━━━━━ Brano citato

Una quindicina erano i colleghi come me invitati: due tedeschi, alcuni delle nordiche, gli altri anglosassoni, li conoscevo quasi tutti. Io unica italiana.
Programma impegnativo, ma interessantissimo. Ergo accettazione dell’ invito immediata.
Parto al mattino presto per Varsavia e, all’ arrivo in albergo, sono stremata. Ho solo voglia di riposare, anche se è lunch time.
Uscire, 10 sotto zero e mezzo metro di neve ( anche se le strade sono pulite ), è impossibile. Riposerò sino a sera, mi dico, sino a quando nel bar dell’ Hotel ci sarà l’ incontro-cocktail con i colleghi, e poi la cena…intanto studierò la cartella stampa che ci hanno fatto avere in camera, poi magari un po’ di televisione…
Spalanco le tende della finestra : proprio di fronte c’è un building con sulla corona la scritta Assicurazioni Generali !!!
Scarica di adrenalina, e mi sento a casa !!! La stanchezza è passata !
-Mrs Lunghini, dice il compitissimo e gentilissimo direttore, le faccio portare un room service, quello che vuole…
-No, grazie, ho mangiato qualcosa a bordo dell’ aereo, adesso vado a fare una passeggiatina in centro. Vorrei vedere un po’ Varsavia, è la prima volta che ci vengo.
-Mrs Lunghini, dice il direttore, anche se le strade sono state spazzate, non mi sembra prudente. Se lei è d’ accordo, avrei un’ idea migliore. Tra poco partirà il nostro pullmino, per una visita guidata che durerà almeno tre ore e le consentirà di vedere molto. Se vuole, la “ blocco” : sarete in sei, oltre all’ autista/ guida.

━━━━━━━━━━
━━━━━ Righe fornite

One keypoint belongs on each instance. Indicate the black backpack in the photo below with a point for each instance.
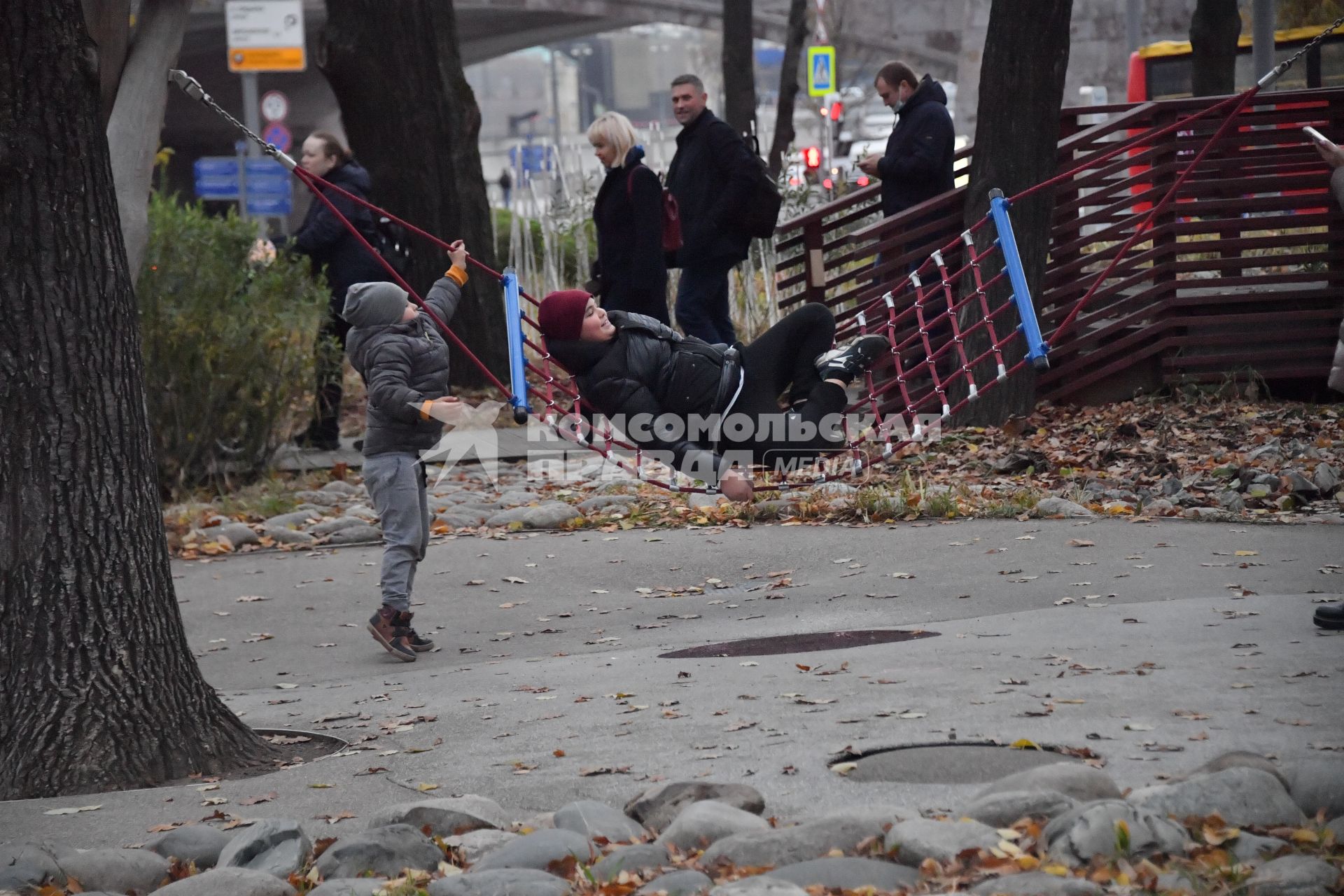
(760, 214)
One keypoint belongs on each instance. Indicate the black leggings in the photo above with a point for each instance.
(784, 358)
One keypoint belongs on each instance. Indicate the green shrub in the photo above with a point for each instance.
(229, 346)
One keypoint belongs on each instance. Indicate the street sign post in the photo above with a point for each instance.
(822, 70)
(265, 35)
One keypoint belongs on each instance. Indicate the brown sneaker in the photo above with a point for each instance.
(393, 629)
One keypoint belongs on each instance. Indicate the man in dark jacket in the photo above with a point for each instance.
(917, 164)
(711, 178)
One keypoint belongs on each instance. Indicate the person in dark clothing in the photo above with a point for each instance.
(331, 246)
(711, 178)
(706, 409)
(628, 213)
(917, 164)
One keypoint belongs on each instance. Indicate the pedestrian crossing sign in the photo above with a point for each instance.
(822, 70)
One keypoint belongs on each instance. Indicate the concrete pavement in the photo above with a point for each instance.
(1163, 618)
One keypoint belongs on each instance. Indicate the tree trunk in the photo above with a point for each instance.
(1214, 30)
(99, 690)
(413, 121)
(137, 118)
(1016, 136)
(790, 83)
(738, 66)
(109, 26)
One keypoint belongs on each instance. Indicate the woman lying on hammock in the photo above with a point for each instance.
(706, 410)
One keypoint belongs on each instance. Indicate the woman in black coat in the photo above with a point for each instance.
(628, 214)
(708, 407)
(330, 245)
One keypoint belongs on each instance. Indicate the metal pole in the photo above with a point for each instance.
(1133, 23)
(1262, 36)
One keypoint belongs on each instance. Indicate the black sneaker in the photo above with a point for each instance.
(311, 438)
(420, 644)
(393, 629)
(1329, 615)
(850, 362)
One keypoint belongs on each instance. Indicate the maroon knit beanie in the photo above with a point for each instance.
(562, 314)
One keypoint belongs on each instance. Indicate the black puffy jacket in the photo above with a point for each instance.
(711, 176)
(403, 365)
(917, 164)
(328, 242)
(650, 370)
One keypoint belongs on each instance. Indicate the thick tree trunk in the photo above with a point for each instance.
(738, 66)
(99, 690)
(413, 121)
(788, 83)
(1214, 30)
(137, 118)
(1016, 139)
(109, 26)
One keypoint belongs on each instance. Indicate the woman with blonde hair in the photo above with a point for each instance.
(631, 272)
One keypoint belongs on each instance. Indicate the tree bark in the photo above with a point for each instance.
(738, 66)
(109, 26)
(99, 690)
(1016, 140)
(794, 39)
(137, 118)
(413, 121)
(1214, 30)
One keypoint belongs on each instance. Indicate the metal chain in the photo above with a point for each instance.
(194, 90)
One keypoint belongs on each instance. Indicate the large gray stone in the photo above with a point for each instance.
(1002, 811)
(447, 816)
(1037, 884)
(778, 846)
(273, 846)
(758, 887)
(913, 841)
(1317, 785)
(1294, 876)
(505, 881)
(355, 535)
(706, 822)
(1092, 830)
(29, 864)
(1241, 796)
(349, 887)
(1070, 778)
(229, 881)
(200, 844)
(847, 874)
(476, 844)
(1250, 849)
(596, 820)
(659, 805)
(636, 859)
(384, 850)
(679, 883)
(538, 850)
(550, 514)
(118, 871)
(1236, 760)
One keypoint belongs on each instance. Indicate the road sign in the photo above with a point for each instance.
(265, 35)
(279, 134)
(274, 105)
(822, 70)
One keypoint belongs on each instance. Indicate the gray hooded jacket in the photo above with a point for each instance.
(403, 365)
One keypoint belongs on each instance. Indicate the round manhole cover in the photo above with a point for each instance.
(951, 763)
(799, 644)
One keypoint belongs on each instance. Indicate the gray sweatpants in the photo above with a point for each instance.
(396, 482)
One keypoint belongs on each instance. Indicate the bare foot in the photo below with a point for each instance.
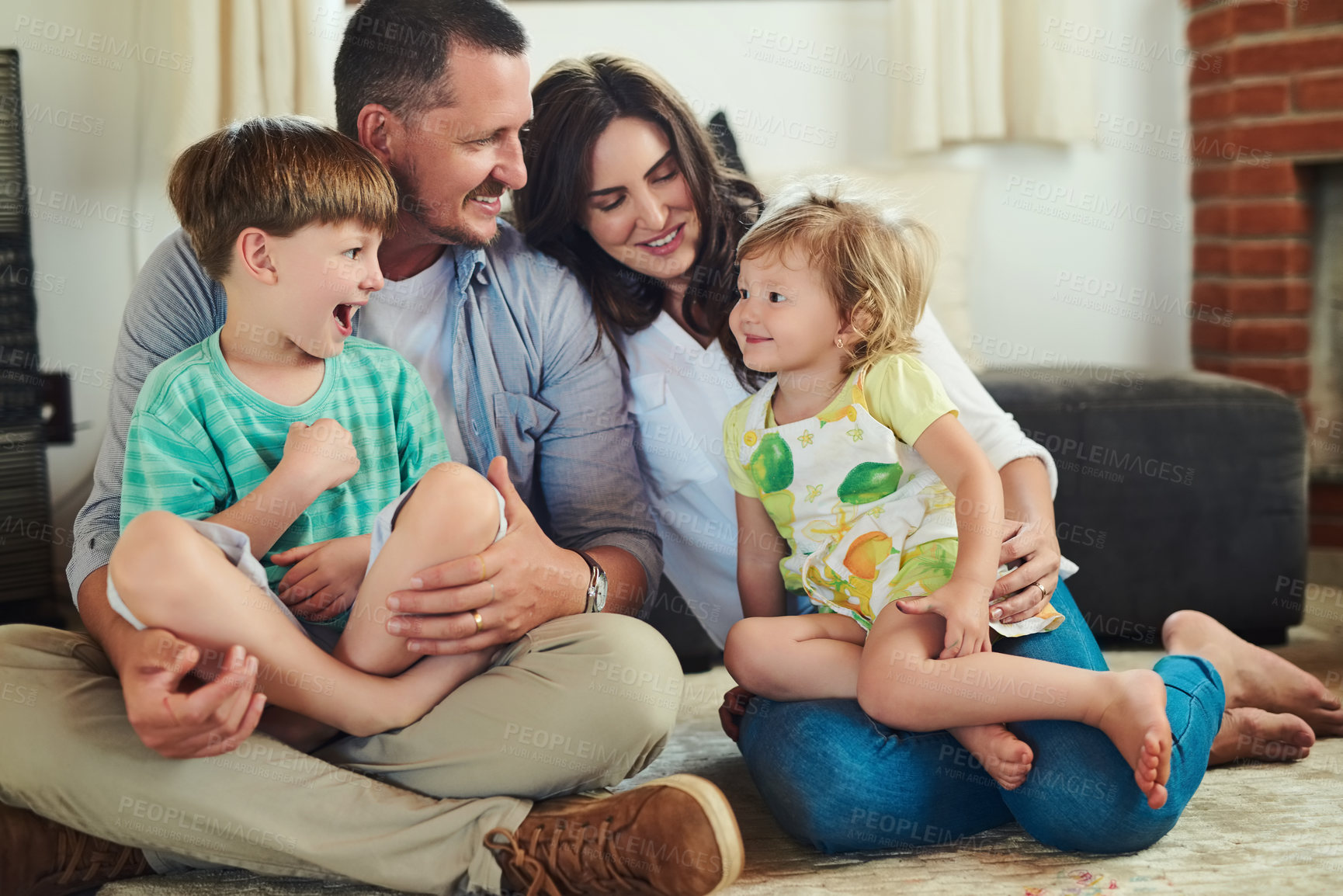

━━━━━━━━━━

Obiettivo A
Nel brano sul viaggio a Varsavia, quale scritta si legge sulla sommità dell'edificio di fronte alla finestra?
Obiettivo B
Riporti testualmente dal brano sul viaggio a Varsavia il tratto che va da "Programma impegnativo, ma" fino a "è passata !".
Le righe non hanno alcun legame con il brano sul viaggio a Varsavia.

Risposta corretta A
Assicurazioni Generali

Risposta corretta B
Programma impegnativo, ma interessantissimo. Ergo accettazione dell’ invito immediata.
Parto al mattino presto per Varsavia e, all’ arrivo in albergo, sono stremata. Ho solo voglia di riposare, anche se è lunch time.
Uscire, 10 sotto zero e mezzo metro di neve ( anche se le strade sono pulite ), è impossibile. Riposerò sino a sera, mi dico, sino a quando nel bar dell’ Hotel ci sarà l’ incontro-cocktail con i colleghi, e poi la cena…intanto studierò la cartella stampa che ci hanno fatto avere in camera, poi magari un po’ di televisione…
Spalanco le tende della finestra : proprio di fronte c’è un building con sulla corona la scritta Assicurazioni Generali !!!
Scarica di adrenalina, e mi sento a casa !!! La stanchezza è passata !